#### Information provided
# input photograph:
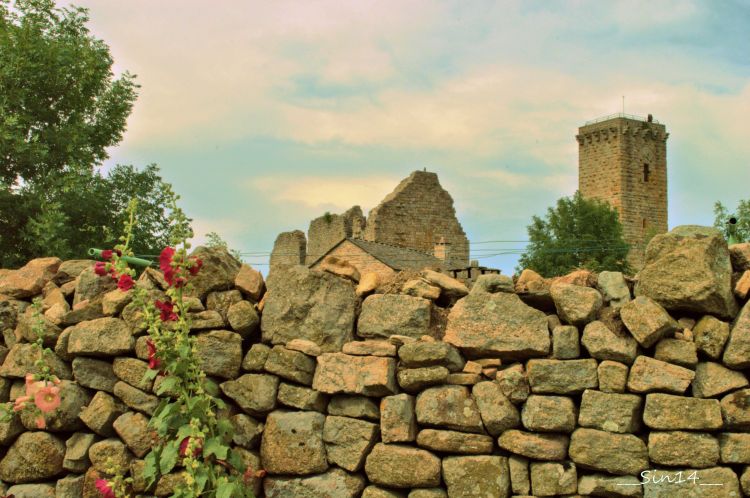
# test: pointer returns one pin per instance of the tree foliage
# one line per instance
(740, 230)
(61, 107)
(213, 239)
(576, 233)
(60, 104)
########
- _Set problem_
Substitute "leaf cluster" for "tree foliage" in the records and change nothing else. Reproduce everything except the pictures.

- _Correct output_
# input photograph:
# test: pointer returns one pin per instance of the leaf cluster
# one line per instance
(740, 230)
(61, 107)
(213, 239)
(576, 233)
(60, 104)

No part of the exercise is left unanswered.